### TASK TO COMPLETE:
With the line containing "Query: white window frame" as the start and the line containing "find ceiling fan |" as the end, transcribe that span of the entries below exactly, including both.

### AVAILABLE RECORDS:
^^^^^^^^

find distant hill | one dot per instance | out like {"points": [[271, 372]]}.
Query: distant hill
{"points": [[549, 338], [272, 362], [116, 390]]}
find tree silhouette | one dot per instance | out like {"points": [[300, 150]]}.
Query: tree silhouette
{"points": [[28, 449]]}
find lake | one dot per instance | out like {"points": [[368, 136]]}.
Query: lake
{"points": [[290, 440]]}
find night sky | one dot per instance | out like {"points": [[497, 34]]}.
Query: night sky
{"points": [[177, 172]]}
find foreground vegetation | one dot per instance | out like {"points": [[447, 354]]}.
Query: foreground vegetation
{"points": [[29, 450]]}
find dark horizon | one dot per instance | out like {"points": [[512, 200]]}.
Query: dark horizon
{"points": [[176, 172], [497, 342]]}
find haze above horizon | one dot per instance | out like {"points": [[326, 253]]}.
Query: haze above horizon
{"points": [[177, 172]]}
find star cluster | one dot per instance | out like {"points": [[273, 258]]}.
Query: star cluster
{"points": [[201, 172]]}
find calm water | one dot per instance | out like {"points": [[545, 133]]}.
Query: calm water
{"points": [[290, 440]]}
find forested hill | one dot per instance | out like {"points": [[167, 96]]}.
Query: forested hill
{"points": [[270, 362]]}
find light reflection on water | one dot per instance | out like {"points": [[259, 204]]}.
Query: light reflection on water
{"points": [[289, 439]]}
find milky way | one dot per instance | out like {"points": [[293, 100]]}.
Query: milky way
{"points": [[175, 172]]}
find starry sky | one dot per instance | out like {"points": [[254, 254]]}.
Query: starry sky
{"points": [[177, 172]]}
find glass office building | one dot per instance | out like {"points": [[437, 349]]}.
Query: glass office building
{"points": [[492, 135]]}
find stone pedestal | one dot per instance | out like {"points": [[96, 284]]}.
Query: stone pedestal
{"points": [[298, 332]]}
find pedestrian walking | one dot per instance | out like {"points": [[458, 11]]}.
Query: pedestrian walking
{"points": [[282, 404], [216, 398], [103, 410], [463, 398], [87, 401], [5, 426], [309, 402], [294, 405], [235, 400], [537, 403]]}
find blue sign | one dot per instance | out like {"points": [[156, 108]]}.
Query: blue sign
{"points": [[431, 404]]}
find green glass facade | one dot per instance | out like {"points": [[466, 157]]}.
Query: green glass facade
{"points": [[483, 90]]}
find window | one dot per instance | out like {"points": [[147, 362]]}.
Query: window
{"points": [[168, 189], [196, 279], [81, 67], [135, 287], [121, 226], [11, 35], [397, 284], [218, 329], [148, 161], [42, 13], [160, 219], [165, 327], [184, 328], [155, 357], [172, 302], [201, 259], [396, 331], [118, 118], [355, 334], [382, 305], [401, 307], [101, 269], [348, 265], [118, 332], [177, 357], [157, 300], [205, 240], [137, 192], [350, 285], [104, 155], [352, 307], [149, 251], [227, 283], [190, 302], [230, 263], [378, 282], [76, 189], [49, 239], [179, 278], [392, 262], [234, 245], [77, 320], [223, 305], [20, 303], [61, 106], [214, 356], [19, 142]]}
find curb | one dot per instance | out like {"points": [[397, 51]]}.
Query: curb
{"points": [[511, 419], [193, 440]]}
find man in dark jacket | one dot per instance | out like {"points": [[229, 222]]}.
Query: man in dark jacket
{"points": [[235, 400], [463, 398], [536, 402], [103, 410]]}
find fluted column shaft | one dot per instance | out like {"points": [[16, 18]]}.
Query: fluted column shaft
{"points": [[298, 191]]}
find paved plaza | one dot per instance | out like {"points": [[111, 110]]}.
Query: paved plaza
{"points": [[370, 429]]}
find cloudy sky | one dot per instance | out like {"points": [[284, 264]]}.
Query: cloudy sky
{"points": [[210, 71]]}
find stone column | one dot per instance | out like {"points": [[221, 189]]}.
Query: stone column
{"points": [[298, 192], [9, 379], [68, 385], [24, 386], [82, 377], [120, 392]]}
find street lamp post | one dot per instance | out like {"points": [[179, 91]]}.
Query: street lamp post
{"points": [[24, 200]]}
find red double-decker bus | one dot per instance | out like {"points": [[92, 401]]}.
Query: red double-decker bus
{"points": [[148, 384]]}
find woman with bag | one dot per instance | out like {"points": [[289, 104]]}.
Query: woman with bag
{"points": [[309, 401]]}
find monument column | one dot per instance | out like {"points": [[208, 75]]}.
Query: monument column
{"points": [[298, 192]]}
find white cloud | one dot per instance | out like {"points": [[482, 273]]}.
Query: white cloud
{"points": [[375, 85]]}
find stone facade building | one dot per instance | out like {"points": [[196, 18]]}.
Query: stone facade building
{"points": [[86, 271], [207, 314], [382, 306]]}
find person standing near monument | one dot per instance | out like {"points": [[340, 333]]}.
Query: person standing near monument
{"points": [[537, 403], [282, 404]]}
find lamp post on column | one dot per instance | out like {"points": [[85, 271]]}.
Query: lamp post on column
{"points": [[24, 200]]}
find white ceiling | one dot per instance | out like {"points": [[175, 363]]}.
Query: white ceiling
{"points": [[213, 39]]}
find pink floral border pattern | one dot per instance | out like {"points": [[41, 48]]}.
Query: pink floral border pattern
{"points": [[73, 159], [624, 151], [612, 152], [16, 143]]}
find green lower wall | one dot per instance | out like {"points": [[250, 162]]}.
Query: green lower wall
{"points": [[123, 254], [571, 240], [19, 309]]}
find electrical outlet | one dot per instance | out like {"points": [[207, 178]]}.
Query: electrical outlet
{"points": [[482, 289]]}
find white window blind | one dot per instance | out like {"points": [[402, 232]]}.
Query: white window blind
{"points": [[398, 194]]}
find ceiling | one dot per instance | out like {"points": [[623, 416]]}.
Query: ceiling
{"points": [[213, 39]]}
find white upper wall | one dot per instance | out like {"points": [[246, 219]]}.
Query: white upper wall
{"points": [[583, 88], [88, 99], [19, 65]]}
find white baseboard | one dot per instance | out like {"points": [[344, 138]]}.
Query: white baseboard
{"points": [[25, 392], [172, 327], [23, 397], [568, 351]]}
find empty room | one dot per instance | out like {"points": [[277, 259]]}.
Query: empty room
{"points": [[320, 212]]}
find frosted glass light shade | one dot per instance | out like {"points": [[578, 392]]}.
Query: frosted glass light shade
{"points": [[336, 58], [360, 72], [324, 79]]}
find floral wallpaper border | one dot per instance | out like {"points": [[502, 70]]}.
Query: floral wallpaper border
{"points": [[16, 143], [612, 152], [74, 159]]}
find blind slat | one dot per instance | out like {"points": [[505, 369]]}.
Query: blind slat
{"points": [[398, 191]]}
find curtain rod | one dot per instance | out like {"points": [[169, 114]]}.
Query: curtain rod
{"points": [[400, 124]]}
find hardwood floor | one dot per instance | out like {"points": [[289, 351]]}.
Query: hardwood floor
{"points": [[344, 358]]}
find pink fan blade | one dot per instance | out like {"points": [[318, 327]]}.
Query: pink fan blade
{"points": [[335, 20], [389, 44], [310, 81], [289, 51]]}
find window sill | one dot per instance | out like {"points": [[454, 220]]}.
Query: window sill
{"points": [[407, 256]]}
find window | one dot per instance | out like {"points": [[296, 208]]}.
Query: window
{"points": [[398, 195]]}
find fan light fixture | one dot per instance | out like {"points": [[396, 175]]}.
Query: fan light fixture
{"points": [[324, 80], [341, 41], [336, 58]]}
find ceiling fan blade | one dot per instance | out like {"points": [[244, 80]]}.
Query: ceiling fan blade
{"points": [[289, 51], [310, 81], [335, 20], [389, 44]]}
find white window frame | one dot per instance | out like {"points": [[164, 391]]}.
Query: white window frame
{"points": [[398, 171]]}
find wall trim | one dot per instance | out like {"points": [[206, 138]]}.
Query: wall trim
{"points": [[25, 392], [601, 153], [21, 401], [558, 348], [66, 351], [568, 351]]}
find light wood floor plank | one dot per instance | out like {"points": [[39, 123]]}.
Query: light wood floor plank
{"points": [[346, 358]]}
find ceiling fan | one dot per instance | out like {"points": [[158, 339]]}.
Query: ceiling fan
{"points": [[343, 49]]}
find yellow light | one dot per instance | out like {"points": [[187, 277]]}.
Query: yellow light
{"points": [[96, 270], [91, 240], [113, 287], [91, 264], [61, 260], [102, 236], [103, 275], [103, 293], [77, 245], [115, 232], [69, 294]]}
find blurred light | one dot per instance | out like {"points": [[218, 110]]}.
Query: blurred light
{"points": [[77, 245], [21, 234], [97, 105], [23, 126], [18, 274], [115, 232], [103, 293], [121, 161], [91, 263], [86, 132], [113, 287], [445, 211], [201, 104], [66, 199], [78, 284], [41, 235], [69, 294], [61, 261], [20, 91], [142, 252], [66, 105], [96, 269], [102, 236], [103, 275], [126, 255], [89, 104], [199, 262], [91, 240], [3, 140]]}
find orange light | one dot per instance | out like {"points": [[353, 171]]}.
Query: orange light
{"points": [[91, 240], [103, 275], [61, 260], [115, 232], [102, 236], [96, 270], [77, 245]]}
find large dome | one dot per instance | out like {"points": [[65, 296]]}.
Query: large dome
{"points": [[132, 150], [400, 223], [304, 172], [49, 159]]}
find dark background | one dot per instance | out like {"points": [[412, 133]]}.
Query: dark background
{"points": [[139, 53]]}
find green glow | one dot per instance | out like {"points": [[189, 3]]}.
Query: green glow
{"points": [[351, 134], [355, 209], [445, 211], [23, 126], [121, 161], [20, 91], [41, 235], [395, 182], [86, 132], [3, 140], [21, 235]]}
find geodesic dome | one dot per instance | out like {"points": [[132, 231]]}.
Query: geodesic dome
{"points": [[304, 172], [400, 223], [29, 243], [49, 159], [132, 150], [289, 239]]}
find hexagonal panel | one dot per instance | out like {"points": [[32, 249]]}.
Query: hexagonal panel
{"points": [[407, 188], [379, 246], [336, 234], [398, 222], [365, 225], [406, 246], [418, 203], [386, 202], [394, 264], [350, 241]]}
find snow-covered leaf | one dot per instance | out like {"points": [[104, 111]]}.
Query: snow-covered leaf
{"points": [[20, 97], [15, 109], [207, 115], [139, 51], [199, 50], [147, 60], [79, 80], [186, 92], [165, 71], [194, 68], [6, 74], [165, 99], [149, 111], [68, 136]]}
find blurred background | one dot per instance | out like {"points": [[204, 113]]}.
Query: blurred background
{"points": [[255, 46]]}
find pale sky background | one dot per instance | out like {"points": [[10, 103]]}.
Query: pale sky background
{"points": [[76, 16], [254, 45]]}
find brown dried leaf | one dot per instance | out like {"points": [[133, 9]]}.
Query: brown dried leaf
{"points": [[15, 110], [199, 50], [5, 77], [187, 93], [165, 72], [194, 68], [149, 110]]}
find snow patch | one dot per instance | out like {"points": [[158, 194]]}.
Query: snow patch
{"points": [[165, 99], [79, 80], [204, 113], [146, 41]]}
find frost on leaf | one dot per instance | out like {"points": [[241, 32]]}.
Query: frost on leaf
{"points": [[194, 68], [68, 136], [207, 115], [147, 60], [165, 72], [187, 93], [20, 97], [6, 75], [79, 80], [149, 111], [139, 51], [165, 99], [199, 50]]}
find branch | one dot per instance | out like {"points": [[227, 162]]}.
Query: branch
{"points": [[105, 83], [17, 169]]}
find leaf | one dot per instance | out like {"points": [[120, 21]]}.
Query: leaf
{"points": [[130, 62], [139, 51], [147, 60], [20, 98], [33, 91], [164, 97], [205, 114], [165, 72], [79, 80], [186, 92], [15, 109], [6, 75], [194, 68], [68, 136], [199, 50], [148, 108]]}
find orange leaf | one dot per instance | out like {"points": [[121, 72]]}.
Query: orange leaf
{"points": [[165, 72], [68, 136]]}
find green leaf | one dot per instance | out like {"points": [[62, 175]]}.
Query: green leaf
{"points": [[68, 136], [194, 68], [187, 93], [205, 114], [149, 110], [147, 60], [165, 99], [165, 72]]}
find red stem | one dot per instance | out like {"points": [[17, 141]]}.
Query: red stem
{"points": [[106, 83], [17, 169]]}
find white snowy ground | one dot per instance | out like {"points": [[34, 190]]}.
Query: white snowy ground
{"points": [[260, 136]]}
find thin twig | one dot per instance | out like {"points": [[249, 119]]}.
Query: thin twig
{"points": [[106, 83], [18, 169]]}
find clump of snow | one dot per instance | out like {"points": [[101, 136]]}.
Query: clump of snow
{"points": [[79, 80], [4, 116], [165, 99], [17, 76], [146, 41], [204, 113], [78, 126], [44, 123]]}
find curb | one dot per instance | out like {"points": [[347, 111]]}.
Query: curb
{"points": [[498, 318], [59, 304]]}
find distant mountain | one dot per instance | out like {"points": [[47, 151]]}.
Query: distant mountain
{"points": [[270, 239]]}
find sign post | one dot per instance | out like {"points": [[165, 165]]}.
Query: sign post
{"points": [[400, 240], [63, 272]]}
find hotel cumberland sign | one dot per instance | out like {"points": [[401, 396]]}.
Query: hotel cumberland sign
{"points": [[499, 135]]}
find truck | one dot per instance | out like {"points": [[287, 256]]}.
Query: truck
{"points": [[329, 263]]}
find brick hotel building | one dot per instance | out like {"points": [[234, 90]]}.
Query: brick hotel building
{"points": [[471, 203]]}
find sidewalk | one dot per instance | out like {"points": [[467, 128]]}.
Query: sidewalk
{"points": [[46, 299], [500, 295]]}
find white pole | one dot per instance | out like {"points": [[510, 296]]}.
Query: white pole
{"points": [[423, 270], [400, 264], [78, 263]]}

^^^^^^^^

### OUTPUT:
Query: white window frame
{"points": [[398, 171]]}
find wall trim | one dot per instance | out like {"points": [[206, 138]]}.
Query: wall trim
{"points": [[25, 392], [601, 153], [21, 401], [558, 348], [66, 351], [568, 351]]}
find light wood floor plank | one dot per instance | out like {"points": [[39, 123]]}.
Query: light wood floor plank
{"points": [[346, 358]]}
find ceiling fan | one dot per instance | out like {"points": [[158, 339]]}.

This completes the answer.